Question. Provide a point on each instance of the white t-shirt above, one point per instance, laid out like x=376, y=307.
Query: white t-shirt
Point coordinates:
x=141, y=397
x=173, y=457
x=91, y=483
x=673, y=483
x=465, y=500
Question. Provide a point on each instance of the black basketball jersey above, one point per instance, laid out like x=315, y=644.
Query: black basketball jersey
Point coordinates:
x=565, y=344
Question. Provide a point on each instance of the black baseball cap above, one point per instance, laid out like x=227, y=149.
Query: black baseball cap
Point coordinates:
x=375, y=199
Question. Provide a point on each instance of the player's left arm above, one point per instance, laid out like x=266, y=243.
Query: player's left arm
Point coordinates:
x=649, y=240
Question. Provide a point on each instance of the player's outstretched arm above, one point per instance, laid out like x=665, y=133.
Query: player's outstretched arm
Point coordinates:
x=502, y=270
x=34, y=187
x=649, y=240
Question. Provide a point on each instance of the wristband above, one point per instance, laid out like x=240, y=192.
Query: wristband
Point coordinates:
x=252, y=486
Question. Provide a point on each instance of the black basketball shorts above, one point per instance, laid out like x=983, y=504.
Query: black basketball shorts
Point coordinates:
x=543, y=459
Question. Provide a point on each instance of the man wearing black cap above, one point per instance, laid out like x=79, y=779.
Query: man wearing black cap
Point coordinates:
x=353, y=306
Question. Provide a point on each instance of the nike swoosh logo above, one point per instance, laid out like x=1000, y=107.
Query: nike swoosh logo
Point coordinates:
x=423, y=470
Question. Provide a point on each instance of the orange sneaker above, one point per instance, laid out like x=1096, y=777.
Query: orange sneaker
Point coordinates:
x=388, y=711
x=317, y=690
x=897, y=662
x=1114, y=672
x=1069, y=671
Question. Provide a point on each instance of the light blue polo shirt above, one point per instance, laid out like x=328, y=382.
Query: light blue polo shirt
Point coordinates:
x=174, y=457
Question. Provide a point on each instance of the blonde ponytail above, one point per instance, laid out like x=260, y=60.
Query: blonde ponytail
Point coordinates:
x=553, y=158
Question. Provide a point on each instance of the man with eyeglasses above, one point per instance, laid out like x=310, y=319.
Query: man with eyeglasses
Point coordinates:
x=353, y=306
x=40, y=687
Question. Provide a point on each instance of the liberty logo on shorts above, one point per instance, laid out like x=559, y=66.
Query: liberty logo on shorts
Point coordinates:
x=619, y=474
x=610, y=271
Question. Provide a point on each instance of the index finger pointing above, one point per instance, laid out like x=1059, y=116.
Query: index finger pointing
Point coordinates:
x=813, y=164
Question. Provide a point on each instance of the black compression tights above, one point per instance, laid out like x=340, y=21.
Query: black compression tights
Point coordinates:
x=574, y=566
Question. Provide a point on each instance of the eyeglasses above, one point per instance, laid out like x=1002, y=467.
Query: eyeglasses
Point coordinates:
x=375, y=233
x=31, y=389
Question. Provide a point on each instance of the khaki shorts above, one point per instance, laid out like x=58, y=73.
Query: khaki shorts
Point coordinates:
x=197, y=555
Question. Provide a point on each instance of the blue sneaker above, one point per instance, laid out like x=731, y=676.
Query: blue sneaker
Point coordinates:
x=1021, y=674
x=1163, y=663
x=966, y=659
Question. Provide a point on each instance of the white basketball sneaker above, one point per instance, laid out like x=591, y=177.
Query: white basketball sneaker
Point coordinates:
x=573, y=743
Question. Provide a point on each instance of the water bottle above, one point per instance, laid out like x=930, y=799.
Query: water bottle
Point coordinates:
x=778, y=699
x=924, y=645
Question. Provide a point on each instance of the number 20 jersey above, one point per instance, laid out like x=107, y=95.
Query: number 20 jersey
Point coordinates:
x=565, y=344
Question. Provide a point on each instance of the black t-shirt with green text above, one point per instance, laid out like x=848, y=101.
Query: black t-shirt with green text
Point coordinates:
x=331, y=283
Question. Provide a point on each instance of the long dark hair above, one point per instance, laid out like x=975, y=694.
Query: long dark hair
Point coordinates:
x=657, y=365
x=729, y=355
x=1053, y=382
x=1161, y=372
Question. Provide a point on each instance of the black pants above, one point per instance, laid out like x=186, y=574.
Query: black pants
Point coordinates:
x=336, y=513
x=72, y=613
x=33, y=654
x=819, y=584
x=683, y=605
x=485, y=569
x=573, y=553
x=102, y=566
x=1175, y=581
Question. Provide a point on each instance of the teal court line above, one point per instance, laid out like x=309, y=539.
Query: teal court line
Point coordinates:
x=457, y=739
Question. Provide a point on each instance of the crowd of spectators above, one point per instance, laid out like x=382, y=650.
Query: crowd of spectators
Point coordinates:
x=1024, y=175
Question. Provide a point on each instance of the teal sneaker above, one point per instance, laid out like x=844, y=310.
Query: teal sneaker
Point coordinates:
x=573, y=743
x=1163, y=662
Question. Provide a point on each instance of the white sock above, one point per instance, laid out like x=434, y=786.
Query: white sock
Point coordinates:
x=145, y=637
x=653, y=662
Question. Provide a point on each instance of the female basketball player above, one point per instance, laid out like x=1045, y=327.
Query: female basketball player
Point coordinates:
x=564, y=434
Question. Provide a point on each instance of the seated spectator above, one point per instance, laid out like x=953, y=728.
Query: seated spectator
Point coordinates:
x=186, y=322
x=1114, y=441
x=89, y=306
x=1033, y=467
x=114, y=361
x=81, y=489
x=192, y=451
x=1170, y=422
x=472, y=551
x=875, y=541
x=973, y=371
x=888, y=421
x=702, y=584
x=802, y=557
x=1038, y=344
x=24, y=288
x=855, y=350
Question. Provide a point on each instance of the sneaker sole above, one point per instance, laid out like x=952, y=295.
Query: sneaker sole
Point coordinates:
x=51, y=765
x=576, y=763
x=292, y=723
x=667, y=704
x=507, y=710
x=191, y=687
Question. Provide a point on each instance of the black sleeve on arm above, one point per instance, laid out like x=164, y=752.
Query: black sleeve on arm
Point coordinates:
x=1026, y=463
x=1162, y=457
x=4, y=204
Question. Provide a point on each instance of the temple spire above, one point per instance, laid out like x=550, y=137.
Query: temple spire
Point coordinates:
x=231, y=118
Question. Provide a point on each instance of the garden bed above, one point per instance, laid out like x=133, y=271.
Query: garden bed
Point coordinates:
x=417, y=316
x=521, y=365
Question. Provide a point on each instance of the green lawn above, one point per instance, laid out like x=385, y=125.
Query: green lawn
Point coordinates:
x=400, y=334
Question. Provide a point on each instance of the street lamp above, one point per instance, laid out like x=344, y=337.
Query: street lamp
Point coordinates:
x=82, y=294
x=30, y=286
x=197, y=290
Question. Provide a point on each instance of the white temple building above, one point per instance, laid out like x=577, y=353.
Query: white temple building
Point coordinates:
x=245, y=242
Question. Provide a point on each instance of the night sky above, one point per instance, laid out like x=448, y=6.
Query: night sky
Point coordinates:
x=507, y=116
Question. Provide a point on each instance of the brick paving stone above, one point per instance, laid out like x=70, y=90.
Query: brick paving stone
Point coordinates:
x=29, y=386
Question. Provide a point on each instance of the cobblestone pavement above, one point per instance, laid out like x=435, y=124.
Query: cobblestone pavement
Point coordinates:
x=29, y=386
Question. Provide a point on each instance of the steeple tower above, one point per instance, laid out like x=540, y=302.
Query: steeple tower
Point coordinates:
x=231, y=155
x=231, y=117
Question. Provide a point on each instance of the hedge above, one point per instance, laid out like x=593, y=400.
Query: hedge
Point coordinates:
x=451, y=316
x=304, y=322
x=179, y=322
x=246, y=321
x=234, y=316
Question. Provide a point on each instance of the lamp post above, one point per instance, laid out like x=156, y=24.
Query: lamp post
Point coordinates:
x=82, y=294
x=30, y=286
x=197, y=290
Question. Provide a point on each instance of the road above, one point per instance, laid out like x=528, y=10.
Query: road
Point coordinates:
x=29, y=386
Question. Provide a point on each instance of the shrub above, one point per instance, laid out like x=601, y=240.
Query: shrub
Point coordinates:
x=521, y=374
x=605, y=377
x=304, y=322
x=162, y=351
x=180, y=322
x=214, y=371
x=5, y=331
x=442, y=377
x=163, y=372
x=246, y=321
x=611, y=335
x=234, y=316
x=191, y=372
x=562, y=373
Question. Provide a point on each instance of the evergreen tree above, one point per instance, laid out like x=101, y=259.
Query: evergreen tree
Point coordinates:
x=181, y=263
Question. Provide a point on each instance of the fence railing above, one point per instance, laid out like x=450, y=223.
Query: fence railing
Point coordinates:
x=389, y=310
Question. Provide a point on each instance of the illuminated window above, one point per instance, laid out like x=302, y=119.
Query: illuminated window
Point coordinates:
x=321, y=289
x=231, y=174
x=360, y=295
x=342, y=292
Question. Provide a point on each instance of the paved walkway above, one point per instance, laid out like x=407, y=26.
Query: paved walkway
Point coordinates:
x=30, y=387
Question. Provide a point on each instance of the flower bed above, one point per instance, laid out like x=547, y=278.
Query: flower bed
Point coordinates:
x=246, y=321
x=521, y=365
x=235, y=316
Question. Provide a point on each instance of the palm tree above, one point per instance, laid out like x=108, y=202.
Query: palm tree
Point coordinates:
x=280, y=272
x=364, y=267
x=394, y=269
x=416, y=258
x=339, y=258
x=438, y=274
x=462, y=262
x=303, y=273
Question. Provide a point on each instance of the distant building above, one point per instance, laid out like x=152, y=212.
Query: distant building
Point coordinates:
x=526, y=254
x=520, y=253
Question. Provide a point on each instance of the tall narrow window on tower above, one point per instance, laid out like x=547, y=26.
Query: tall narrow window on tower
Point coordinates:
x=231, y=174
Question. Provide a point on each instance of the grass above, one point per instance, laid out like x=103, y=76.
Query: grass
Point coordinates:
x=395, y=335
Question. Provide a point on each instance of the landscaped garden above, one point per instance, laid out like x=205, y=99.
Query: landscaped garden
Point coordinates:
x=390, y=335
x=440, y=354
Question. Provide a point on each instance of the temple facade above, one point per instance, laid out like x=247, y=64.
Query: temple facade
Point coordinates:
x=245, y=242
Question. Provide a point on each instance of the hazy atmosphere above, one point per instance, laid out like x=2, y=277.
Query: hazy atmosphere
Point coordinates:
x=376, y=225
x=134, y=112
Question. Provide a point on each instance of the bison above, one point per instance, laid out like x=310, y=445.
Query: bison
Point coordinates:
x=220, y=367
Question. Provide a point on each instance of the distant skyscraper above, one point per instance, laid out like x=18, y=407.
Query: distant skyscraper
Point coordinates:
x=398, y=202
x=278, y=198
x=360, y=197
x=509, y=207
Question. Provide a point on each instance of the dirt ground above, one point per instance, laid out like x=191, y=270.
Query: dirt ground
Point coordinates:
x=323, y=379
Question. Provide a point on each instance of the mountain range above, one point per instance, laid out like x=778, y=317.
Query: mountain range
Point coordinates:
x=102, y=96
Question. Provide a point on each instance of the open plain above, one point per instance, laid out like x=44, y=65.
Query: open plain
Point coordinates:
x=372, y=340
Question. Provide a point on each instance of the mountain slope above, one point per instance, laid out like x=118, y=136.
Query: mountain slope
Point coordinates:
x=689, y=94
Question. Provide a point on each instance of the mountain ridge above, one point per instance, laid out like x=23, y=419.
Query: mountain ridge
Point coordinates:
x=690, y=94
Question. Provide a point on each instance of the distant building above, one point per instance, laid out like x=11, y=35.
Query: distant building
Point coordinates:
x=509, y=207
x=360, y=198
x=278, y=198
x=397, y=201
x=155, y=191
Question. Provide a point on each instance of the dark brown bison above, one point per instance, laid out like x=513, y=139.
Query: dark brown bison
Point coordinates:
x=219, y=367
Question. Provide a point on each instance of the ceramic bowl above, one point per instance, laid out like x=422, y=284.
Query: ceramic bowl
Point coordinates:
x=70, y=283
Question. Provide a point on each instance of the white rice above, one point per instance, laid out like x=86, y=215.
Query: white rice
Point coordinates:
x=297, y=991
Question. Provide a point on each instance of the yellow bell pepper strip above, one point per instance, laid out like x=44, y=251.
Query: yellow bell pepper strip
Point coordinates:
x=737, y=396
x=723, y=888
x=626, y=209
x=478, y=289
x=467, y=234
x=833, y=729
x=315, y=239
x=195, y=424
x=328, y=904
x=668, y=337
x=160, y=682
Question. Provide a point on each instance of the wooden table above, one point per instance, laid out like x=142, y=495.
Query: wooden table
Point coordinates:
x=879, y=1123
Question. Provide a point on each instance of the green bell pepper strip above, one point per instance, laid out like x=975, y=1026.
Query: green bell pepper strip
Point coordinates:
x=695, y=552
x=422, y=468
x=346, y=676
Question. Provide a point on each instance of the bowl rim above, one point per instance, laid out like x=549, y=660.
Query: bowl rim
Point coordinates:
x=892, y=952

# # #

- About this exercise: Filter the material above down to the lines that hold the word "pants".

- Task answer:
Question. Provide a point on each instance of the black pants above, one point per instance, laid out like x=186, y=574.
Query: black pants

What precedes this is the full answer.